**YOUR INSTRUCTIONS**:
Reproduce each of the following records verbatim, preserving every character and line break.

**MATERIAL PROVIDED**:
········

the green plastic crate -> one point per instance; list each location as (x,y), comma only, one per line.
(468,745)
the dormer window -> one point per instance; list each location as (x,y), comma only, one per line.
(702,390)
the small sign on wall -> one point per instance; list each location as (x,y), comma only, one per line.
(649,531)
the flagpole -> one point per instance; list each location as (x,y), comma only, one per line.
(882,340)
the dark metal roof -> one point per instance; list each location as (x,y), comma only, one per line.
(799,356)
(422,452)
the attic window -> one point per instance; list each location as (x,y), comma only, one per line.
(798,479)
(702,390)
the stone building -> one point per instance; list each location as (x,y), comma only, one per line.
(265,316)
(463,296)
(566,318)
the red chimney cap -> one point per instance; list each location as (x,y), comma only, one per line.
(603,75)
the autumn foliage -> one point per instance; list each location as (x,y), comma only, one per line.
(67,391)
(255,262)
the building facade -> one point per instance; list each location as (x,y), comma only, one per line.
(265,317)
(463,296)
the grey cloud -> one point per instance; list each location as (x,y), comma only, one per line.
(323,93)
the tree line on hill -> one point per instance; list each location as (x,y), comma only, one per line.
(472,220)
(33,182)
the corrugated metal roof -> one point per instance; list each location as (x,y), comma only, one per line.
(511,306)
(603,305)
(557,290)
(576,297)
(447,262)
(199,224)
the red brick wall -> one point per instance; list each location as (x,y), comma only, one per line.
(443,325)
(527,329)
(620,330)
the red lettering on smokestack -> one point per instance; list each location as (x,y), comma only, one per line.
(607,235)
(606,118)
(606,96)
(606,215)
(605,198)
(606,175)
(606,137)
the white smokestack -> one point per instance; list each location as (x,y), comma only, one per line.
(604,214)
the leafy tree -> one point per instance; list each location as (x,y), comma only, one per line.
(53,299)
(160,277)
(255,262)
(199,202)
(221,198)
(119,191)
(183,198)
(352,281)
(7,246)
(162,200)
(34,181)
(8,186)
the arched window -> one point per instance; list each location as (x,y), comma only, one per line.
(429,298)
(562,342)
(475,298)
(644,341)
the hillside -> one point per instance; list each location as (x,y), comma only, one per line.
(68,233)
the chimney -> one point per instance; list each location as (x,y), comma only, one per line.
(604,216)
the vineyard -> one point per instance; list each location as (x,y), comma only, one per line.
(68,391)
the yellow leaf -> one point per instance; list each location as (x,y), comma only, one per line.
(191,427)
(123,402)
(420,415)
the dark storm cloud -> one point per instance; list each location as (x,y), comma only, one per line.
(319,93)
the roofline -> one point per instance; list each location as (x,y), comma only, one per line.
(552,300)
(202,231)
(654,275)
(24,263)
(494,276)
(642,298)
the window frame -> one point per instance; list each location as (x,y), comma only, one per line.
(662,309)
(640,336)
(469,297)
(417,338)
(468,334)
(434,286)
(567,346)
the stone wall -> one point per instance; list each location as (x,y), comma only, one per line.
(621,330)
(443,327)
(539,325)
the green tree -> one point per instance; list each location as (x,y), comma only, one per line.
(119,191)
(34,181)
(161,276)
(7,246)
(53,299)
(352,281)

········

**FINISHED EXERCISE**:
the green plastic crate -> one point per instance; list each location as (x,y), comma only, one per line.
(468,745)
the dormer window -> one point per instance; list each location as (x,y), comma only, one per line.
(702,390)
the small sign on wall -> one point per instance; list each location as (x,y), comma only, one per line.
(649,531)
the flagpole -> one point per instance; list each location as (x,y), comma only, one per line.
(882,340)
the dark metal roof -> one point per instance; list each location as (x,y), comma only, one per line.
(799,356)
(422,452)
the attic window -> one point per instance; list each location as (x,y), comma only, one per line.
(798,479)
(702,390)
the stone building -> one point per instance; list each location as (x,y), comma only, one per line.
(265,316)
(463,296)
(566,318)
the red chimney cap -> one point per instance; list each location as (x,y), comma only, one per line.
(603,75)
the autumn foliage -> one point per instance; list each location as (x,y), comma only, one per line.
(67,391)
(255,262)
the building facade -> one point per instance; list each location as (x,y), comma only, one per line.
(265,317)
(463,296)
the grey cloud -> one point per instance; list each location as (x,y), comma only, one per line.
(323,93)
the tree line on hill -> one point per instance; list each location as (x,y), comma only, one per line.
(472,220)
(33,182)
the corrugated metal roof -> one point per instance; list each location as (x,y), comma only, one per line.
(511,306)
(603,305)
(557,290)
(576,297)
(447,262)
(199,224)
the red brick wall -> one point per instance; list each location as (x,y), comma only, one per line.
(443,325)
(527,329)
(620,330)
the red lettering on smokestack -> one point per instance; list each location as (x,y), comma only, one per line.
(607,235)
(606,118)
(606,96)
(606,215)
(605,198)
(606,175)
(606,137)
the white smokestack -> one point per instance; list each location as (x,y), comma only, one per line.
(604,214)
the leafy tree -> one point per instance; list each location as (x,y), comma only, one per line.
(53,299)
(160,277)
(255,262)
(199,202)
(221,198)
(119,191)
(183,198)
(352,281)
(7,246)
(162,200)
(34,181)
(8,186)
the arched window -> one point per instance; list each location as (x,y), comma only, one per line.
(429,298)
(562,342)
(475,298)
(644,341)
the hillside -> one point per instance; list each location as (x,y), comma only, one per line.
(68,233)
the chimney -> one point per instance; list each location as (x,y), comma only, one per line.
(604,216)
the vineyard -> one point per instance; list each location as (x,y), comma only, one per line.
(68,391)
the yellow leaf -> one point per instance; list each location as (x,y), comma only, one per line.
(191,427)
(123,402)
(420,415)
the dark storm cloud -> one point per instance; list each location as (x,y), comma only, one per line.
(319,93)
the roofline -> one point per instance; list each location as (x,y), comma only, one per line.
(552,300)
(202,231)
(654,275)
(24,263)
(494,276)
(642,298)
the window frame -> one point per instance; list each location as (x,y), comma only, one per line.
(662,309)
(640,336)
(469,297)
(417,338)
(468,334)
(434,286)
(567,346)
the stone wall -> one point per instance; list each location as (x,y), comma only, one per line.
(621,330)
(443,327)
(539,325)
the green tree -> one point per instance; list each location as (x,y), comma only, one per line.
(119,191)
(34,181)
(161,276)
(7,246)
(53,299)
(352,281)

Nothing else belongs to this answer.